Directions for this task
Of the entries below, return exactly those lines that fall between the one containing "Query: green bush" and the one containing "written like (322,150).", the two end lines included.

Source records
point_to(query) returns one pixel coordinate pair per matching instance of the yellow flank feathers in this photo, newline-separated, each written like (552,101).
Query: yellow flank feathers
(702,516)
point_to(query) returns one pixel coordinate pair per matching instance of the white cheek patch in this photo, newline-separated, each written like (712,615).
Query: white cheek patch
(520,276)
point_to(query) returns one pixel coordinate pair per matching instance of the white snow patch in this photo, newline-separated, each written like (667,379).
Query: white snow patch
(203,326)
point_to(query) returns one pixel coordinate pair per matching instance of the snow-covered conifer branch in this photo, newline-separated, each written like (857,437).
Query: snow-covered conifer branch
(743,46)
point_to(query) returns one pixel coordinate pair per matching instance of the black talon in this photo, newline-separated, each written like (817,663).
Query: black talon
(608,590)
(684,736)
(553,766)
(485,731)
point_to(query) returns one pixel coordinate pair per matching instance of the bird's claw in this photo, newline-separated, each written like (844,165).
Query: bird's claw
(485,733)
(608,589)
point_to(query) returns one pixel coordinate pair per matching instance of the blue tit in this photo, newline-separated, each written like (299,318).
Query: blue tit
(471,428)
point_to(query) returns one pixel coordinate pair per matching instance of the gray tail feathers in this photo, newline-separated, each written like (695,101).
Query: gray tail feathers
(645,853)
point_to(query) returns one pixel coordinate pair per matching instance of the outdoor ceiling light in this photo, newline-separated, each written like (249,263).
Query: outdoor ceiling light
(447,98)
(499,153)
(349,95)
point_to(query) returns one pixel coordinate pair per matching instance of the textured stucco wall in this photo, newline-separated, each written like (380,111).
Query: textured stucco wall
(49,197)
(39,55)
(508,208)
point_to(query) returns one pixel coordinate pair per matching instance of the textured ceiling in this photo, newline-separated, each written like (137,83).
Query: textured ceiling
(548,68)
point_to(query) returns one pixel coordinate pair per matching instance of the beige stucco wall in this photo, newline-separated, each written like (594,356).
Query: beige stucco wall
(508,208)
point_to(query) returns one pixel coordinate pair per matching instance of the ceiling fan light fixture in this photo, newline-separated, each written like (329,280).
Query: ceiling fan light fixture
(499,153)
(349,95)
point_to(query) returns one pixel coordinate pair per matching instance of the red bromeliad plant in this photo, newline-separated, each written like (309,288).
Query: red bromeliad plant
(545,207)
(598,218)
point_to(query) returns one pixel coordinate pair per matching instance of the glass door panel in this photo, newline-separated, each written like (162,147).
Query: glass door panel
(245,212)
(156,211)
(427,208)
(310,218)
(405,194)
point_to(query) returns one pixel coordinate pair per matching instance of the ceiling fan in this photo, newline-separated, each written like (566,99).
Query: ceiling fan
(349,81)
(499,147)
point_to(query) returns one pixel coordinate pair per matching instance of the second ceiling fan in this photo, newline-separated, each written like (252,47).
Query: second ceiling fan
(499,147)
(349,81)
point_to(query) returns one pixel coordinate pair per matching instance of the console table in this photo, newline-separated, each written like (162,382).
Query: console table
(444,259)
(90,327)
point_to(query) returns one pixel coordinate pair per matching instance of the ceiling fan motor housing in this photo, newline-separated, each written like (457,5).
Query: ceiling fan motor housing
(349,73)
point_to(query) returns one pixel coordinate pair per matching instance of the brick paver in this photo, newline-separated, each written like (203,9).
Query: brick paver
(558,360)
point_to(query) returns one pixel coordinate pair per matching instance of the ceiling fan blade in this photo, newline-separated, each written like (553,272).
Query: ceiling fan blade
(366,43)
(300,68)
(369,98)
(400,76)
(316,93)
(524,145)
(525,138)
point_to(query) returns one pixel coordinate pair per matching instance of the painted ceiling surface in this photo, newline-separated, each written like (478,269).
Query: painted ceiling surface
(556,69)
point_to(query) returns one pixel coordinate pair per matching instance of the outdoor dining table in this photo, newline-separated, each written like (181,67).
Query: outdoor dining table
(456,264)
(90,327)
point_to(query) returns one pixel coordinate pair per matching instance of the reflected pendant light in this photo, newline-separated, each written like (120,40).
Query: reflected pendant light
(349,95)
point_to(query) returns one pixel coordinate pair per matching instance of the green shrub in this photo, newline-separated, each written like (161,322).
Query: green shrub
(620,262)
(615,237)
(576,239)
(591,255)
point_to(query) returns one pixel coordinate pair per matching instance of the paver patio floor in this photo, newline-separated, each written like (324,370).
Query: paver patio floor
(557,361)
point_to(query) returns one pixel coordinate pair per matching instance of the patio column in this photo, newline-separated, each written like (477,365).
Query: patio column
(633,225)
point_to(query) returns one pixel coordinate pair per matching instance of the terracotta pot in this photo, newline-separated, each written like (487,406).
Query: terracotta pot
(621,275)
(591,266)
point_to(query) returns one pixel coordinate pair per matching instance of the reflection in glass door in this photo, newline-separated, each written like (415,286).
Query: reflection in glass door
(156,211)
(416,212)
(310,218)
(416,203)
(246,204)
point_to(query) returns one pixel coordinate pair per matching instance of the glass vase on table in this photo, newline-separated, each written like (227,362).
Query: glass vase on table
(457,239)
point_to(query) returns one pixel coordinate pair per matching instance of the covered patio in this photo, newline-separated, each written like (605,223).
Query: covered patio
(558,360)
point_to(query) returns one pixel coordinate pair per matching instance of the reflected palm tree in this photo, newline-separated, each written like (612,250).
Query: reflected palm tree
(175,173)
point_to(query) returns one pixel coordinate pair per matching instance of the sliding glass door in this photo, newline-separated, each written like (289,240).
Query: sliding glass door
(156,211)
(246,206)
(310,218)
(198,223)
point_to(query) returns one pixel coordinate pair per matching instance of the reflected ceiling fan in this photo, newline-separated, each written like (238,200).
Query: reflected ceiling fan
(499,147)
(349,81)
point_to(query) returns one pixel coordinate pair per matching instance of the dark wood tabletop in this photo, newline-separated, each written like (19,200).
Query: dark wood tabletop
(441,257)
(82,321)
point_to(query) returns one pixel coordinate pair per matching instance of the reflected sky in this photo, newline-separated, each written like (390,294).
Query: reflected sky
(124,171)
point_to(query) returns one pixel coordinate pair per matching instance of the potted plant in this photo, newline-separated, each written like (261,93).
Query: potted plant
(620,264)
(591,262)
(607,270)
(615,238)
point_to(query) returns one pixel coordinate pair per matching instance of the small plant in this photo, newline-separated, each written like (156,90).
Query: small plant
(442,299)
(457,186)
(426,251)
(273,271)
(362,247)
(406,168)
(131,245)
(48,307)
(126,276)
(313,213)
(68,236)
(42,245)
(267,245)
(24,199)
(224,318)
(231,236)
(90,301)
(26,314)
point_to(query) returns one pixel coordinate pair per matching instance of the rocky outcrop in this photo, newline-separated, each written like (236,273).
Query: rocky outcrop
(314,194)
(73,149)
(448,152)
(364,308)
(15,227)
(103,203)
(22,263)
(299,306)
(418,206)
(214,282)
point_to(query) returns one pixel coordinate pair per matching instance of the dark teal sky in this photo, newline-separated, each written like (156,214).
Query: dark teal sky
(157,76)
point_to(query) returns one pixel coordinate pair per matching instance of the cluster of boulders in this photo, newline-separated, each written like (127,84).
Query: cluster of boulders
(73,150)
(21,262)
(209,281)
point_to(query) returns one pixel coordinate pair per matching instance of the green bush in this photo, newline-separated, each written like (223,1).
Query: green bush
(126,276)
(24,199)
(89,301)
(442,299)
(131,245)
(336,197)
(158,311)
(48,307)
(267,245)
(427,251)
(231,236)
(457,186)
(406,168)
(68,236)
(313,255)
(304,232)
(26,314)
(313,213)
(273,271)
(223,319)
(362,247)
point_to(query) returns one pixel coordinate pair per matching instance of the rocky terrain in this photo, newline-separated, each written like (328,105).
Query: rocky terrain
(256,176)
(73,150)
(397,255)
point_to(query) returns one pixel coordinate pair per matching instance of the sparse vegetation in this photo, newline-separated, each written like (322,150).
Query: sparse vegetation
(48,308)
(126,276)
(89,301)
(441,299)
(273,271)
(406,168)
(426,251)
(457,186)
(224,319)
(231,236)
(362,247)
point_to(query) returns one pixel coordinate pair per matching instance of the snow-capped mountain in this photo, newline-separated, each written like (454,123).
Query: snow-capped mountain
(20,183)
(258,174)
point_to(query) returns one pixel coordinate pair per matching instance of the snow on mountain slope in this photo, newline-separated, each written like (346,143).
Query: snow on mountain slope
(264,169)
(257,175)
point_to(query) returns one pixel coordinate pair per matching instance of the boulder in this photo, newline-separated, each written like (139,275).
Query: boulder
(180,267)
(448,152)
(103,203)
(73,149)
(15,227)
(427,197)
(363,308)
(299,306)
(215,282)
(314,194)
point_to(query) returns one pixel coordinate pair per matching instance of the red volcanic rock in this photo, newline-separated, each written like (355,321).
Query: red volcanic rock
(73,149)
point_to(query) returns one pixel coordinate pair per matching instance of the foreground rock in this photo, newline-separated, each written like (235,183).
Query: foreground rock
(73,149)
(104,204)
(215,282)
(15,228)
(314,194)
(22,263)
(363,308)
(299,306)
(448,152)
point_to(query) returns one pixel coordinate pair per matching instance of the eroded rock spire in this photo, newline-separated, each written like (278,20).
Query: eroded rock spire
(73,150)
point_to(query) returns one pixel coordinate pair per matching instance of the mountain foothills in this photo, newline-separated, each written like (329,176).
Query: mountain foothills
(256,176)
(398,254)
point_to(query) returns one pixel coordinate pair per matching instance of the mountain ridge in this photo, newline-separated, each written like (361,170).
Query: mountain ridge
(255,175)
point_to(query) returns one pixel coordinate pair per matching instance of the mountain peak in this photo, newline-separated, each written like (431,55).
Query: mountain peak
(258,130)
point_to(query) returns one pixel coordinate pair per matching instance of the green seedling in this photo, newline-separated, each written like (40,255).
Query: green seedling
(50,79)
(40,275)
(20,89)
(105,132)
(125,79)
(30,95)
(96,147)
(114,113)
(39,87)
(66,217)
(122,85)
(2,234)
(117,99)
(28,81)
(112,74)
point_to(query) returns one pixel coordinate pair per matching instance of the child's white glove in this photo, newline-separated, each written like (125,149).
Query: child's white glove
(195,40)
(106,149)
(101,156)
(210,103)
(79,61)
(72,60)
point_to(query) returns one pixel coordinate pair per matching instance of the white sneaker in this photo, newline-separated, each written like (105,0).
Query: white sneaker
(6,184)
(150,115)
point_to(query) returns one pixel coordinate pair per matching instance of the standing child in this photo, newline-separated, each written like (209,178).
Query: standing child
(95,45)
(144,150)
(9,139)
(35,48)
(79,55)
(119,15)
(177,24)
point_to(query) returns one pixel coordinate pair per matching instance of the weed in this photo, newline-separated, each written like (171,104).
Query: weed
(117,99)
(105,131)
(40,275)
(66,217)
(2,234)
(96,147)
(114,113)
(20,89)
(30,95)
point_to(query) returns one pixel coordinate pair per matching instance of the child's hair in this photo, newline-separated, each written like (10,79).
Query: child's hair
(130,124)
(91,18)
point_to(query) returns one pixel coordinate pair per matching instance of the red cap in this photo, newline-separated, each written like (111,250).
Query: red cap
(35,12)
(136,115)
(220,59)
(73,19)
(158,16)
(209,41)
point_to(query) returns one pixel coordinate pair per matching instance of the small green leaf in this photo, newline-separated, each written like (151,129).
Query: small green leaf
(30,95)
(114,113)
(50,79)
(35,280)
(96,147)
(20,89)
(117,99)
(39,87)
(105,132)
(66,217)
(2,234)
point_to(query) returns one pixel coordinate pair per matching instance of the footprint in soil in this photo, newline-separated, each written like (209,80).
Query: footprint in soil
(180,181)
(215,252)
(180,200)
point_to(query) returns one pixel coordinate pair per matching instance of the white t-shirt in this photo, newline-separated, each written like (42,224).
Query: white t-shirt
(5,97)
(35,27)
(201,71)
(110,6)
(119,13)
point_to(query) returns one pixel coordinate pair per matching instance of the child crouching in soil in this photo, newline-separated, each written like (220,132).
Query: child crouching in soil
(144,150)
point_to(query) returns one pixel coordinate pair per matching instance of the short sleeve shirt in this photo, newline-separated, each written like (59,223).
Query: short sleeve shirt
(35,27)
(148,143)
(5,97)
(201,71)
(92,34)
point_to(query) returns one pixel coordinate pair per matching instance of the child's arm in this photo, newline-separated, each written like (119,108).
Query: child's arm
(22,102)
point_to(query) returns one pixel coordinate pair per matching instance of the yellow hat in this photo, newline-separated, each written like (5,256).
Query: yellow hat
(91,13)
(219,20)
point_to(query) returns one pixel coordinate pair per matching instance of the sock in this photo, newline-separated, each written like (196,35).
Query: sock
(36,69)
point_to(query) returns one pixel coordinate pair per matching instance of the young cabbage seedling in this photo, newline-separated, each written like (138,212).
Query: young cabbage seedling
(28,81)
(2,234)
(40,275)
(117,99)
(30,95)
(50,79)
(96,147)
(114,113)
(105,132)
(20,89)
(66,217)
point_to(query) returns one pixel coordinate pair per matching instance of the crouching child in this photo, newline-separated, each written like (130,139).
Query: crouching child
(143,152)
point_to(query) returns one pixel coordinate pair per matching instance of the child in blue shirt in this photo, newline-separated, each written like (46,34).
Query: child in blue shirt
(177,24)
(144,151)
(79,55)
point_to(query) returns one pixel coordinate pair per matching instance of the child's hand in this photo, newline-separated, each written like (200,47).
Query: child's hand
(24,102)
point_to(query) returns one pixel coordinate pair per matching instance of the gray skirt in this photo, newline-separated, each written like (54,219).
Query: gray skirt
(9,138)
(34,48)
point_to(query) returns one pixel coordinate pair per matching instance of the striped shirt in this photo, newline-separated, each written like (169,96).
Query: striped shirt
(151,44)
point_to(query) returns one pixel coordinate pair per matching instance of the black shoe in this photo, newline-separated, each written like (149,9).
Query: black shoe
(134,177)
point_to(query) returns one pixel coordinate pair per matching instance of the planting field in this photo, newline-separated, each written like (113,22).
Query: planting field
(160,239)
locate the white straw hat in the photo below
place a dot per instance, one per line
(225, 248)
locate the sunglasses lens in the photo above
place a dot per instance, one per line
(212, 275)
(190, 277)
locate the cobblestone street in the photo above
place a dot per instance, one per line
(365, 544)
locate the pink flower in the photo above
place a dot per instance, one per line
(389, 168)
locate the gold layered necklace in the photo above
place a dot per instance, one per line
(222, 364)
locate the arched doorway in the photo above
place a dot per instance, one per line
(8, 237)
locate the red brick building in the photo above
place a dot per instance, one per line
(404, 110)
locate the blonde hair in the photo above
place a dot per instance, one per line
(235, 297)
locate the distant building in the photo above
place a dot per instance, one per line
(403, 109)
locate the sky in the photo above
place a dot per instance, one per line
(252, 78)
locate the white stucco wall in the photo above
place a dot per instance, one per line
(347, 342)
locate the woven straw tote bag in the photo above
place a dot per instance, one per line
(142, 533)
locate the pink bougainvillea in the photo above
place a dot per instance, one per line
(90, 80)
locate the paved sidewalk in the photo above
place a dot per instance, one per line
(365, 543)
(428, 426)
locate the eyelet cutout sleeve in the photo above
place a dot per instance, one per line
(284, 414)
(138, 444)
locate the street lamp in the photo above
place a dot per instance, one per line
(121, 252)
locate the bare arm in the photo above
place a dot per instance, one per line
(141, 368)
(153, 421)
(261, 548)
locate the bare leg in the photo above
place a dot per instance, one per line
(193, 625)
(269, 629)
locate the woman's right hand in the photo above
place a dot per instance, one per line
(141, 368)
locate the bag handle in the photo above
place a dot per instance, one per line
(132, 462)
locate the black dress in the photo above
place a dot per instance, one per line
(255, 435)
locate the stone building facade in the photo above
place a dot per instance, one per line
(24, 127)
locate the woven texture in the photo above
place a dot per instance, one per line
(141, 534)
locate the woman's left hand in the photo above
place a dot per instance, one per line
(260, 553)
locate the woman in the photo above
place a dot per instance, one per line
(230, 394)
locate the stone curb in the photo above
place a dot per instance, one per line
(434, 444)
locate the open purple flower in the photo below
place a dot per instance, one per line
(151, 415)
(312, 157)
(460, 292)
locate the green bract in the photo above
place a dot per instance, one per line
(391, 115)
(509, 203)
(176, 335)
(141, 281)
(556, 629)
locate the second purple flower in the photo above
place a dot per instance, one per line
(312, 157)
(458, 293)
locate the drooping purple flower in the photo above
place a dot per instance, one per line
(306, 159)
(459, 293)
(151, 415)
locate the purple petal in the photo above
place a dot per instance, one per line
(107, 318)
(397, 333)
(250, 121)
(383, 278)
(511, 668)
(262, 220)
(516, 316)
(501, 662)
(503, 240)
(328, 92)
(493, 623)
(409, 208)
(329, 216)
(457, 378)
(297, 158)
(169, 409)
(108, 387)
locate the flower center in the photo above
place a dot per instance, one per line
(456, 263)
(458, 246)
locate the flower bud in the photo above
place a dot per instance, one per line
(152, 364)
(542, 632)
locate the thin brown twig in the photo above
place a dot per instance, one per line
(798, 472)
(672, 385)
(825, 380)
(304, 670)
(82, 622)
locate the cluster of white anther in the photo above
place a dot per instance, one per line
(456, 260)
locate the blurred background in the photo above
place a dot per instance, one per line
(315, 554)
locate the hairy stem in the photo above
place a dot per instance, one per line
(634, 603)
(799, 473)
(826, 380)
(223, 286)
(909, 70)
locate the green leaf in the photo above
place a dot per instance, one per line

Exercise output
Query: green bush
(126,276)
(24,199)
(89,301)
(442,299)
(131,245)
(336,197)
(158,311)
(48,307)
(267,245)
(427,251)
(231,236)
(457,186)
(406,168)
(68,236)
(313,255)
(304,232)
(26,314)
(313,213)
(273,271)
(223,319)
(362,247)
point_to(query) returns one pixel coordinate pair per matching instance of the rocky terrain in this photo, newline-separated, each written like (328,105).
Query: rocky terrain
(256,176)
(73,150)
(397,255)
point_to(query) returns one pixel coordinate pair per matching instance of the sparse vegetation in this photo, newline-separated, each written like (322,150).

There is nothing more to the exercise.